__Text provided__.
== Segment start ==

I got off the bus at the Washington Street bridge and started walking back. Wondering if the problem had only been Walmart and needing cigarettes, I stopped at the convenience store on Jackson. The same problem at check out. Also, the same problem at the ATM.

Back home, I decided to see the problem was the fraud detection service. It was then that I found my phone missing. Back to the convenience store, where I did not find the phone. Then I walked to the bus station, no phone reported missing. Then I came home. It did not matter if it was the fraud service - without the phone, I could not fix the problem. 

I had a $50 in the house for emergencies, and this was an emergency. One last trip to the convenience store and I came back with some supplies. No enthusiasm to do anything. It was getting around 6 pm by now.

Without gloves, I was not wanting to tackle the rat's leavings. I did go through the email. I did a few more fishing videos - ideas for 2025. No writing - which is why this report is coming in today.

I sent an email to my sister to call CC. My sister says she did not have CC's number. I looked through my email and found where I had sent CC's number months ago. She may be coming over today with the supplies brought last week.

Rejections from earlier in the week that I forgot to post and today seems like the right time to do so:

Thank you for your recent submission to Litbreak Magazine. Unfortunately, “Problem Solving” doesn't suit the present needs of the magazine. We hope you'll find a place for it at another publication, and that you continue to keep us in mind as a destination for future submissions.


Sincerely, 

Editor

Litbreak Magazine

***

We appreciated the chance to read "No Ordinary Word." Unfortunately, we do not feel the piece is a good fit for us right now. We wish you luck with it elsewhere, and hope that you consider submitting more work with us in the future.

== Segment end ==

__Data listing__.
== Segment start ==

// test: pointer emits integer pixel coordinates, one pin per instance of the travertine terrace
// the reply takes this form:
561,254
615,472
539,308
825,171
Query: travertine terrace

== Segment end ==

__What you should do__.
Reproduce the passage from the lost-phone text above, beginning at the words "Without gloves, I" and stopping after the words "coming in today.".

__Written solution__.
Without gloves, I was not wanting to tackle the rat's leavings. I did go through the email. I did a few more fishing videos - ideas for 2025. No writing - which is why this report is coming in today.